(Entries contained in a dataset)
+ + + +
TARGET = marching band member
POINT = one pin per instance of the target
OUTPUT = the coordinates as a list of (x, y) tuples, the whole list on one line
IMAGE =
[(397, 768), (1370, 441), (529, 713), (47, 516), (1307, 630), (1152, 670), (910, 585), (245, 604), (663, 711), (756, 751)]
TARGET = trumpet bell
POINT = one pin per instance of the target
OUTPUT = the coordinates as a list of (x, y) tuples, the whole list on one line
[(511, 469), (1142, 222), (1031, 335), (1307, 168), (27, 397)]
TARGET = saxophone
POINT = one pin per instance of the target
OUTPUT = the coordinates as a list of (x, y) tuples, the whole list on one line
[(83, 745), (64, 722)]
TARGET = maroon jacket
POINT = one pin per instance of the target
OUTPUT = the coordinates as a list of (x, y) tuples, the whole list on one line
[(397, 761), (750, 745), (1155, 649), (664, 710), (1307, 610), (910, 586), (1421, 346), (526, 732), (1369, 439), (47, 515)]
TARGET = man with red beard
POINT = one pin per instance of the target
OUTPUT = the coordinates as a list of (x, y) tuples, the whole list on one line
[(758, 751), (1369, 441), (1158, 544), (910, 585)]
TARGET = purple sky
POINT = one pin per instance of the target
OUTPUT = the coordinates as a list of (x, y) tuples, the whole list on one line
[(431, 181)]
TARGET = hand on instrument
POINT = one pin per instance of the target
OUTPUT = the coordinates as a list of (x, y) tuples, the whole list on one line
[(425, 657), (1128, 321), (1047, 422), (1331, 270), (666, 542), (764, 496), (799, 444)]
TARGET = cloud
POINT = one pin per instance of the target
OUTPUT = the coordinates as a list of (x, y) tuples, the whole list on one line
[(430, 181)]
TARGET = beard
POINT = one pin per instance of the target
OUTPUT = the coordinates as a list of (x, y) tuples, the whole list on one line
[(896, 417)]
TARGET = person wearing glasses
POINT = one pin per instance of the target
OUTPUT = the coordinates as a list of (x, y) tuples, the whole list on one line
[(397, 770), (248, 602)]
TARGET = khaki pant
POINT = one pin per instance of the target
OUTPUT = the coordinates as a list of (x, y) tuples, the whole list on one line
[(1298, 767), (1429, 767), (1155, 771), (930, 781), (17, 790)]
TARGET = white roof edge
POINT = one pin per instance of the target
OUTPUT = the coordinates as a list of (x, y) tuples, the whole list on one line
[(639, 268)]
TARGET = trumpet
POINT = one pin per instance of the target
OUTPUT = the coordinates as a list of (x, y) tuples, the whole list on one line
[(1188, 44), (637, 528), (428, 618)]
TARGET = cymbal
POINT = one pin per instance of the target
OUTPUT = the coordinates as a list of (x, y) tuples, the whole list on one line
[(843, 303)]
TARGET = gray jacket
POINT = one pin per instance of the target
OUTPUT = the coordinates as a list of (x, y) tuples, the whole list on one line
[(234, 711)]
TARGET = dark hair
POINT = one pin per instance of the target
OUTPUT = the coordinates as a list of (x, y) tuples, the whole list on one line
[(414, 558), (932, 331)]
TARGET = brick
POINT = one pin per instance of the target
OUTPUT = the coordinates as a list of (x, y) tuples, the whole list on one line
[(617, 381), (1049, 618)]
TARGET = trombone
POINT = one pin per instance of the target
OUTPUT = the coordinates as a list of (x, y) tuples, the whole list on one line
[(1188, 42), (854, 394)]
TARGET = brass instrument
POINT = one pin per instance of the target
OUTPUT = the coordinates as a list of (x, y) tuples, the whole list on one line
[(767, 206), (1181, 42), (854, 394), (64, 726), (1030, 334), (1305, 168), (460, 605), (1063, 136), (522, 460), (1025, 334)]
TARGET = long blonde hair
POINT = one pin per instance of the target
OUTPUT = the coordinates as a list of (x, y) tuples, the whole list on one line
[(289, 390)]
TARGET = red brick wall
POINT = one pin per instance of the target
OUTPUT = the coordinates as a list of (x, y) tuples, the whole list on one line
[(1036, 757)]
+ + + +
▸ PROBLEM STATEMENT
Scale the coordinates in the answers by 1.3, rounding each to a whole number with halves going up. Write the lines out again with their requests, starting with the line that contains "TARGET = red brick wall" and going on through the end of the entries.

▸ COMPLETE ANSWER
TARGET = red brick wall
POINT = one pin per instance of the target
OUTPUT = the coordinates as a list of (x, y) tuples, the whole list on one line
[(1347, 984)]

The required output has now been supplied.